● DATA FOR THIS TASK:
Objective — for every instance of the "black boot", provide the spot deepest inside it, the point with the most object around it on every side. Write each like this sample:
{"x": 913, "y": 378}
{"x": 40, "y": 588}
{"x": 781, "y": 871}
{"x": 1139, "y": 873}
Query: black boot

● ACTIVITY: Lines containing the word "boot" must all be returned from the material above.

● ANSWER SECTION:
Objective — for every instance of the "black boot", provide the spot deepest inside it, the point with the most object around it on every side. Write each like this sample:
Query: black boot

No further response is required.